Point annotation records
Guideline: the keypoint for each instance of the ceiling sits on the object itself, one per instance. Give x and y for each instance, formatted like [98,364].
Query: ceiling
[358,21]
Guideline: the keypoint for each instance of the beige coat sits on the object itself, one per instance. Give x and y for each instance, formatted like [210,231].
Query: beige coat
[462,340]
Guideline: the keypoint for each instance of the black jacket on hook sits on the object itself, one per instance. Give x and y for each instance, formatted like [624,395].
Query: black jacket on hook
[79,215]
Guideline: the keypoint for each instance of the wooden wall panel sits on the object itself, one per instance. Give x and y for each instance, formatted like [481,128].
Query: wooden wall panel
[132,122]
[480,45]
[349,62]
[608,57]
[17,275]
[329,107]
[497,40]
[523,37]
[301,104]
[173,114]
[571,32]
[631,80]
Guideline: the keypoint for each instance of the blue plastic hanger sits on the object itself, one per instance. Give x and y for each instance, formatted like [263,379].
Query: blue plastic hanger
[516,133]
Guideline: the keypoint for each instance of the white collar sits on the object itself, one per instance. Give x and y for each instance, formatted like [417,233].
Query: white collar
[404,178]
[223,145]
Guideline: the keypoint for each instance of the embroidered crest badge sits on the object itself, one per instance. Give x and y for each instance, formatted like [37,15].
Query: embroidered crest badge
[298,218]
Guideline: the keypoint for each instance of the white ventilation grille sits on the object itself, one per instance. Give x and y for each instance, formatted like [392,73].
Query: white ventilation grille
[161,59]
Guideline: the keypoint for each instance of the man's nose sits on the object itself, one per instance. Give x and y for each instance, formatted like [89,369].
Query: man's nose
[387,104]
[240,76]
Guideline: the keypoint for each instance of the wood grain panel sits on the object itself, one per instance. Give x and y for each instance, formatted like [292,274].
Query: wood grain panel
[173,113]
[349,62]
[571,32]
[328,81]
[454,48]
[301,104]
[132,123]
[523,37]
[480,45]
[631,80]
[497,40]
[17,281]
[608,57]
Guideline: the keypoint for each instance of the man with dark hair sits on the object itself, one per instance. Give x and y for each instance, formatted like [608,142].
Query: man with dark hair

TASK TO CARRY OUT: Restate each of the entries above verbatim.

RESPONSE TO THE EXERCISE:
Guideline: the keypoint for each instance of the ceiling sits on the object itself, one per instance. Give x and y for each instance, formatted like [98,364].
Query: ceiling
[358,21]
Guideline: the keypoint for each instance of the beige coat sits on the object itself, one per instance. Give x and y for each instance, formatted like [210,231].
Query: beige coat
[462,340]
Guideline: the keypoint for each instance of the black jacket on hook sits on the object itself, one per instance. Give x and y for each instance, formatted like [624,395].
Query: black jacket on hook
[79,215]
Guideline: the keypoint for each instance of the wooden wall panel sits on the object itself, one per instance. Give x and y for each instance, formatted like [481,128].
Query: wooden wall panel
[132,122]
[480,45]
[349,62]
[608,57]
[17,275]
[329,107]
[497,40]
[523,37]
[301,104]
[173,114]
[571,32]
[631,80]
Guideline: the keypoint for each instance of the blue plastic hanger sits on the object itself, one per instance. Give x and y for each instance, formatted like [263,379].
Query: blue plastic hanger
[516,133]
Guideline: the keypoint for each instance of the white collar sits on the object itself, one per instance. Give x and y for each instance, formatted like [417,233].
Query: white collar
[404,178]
[223,145]
Guideline: the keypoint for each instance of the embroidered crest badge sits on the object itself, one per instance. Give x and y for each instance, formatted like [37,15].
Query: embroidered crest badge
[298,218]
Guideline: the keypoint for each instance of the white ventilation grille sits on the object itself, one per instance. Give x and y for each instance, formatted like [392,73].
Query: white ventilation grille
[161,59]
Guideline: the keypoint for each instance of the man's nose sits on the object itself, one per instance. Give x and y for each instance, formatted like [89,369].
Query: man's nose
[387,104]
[240,76]
Guideline: the keypoint for each instance of the wood grain panel sits on the object itself, one per instance. Give x and y for each instance, formatted like [292,274].
Query: wood grain panel
[173,113]
[349,62]
[571,32]
[328,81]
[454,48]
[301,104]
[132,123]
[523,37]
[480,45]
[631,80]
[497,40]
[17,281]
[608,57]
Guideline: the keypoint for each instance of the man with dark hair sits on the object itself, one per instance. Give x and y for each instance, formatted like [608,142].
Query: man with dark hair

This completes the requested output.